TEXT EXTRACT:
========================================

As a member of the Confederation of Democratic Simulators, he took an active role in the development of his local government in the community of Neufreistadt. Ideally, Vale believed the community’s judicial branch should be modeled to resemble the U.S. Supreme Court. But its lone judge, an English barrister and fellow confederation member named Ashcroft Burnham, favored an English common-law approach. Burnham also got to personally select the court’s new appointees, and the lack of oversight didn’t sit well with Vale.

Ultimately Vale prevailed. Neufreistadt rejected Burnham’s court scheme—and the idea that partici­pation be limited to lawyers.

Both men meet on a regular basis to discuss—and often debate—the direction of Neufreistadt’s legal system. Yet they have never actually seen each other in person. That’s because Neufreistadt isn’t an actual town, and Vale and Burnham aren’t real people. While they do exist, they do so within the realm of virtual reality, in an expansive cyberworld called Second Life.

========================================

COLLECTED DATA:

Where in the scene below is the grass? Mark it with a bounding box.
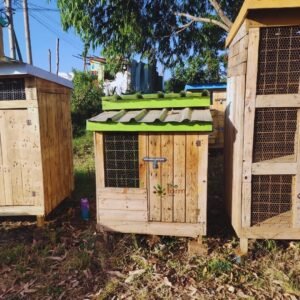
[0,133,300,300]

========================================

WRITTEN EXERCISE A: From the Neufreistadt passage, return everything from "As a member" down to "limited to lawyers.".
WRITTEN EXERCISE B: According to the Neufreistadt passage, why have Vale and Burnham never seen each other in person?

CORRECT ANSWER A:
As a member of the Confederation of Democratic Simulators, he took an active role in the development of his local government in the community of Neufreistadt. Ideally, Vale believed the community’s judicial branch should be modeled to resemble the U.S. Supreme Court. But its lone judge, an English barrister and fellow confederation member named Ashcroft Burnham, favored an English common-law approach. Burnham also got to personally select the court’s new appointees, and the lack of oversight didn’t sit well with Vale.

Ultimately Vale prevailed. Neufreistadt rejected Burnham’s court scheme—and the idea that partici­pation be limited to lawyers.

CORRECT ANSWER B: Neufreistadt isn't an actual town, and Vale and Burnham aren't real people. They exist only in virtual reality, inside a cyberworld called Second Life.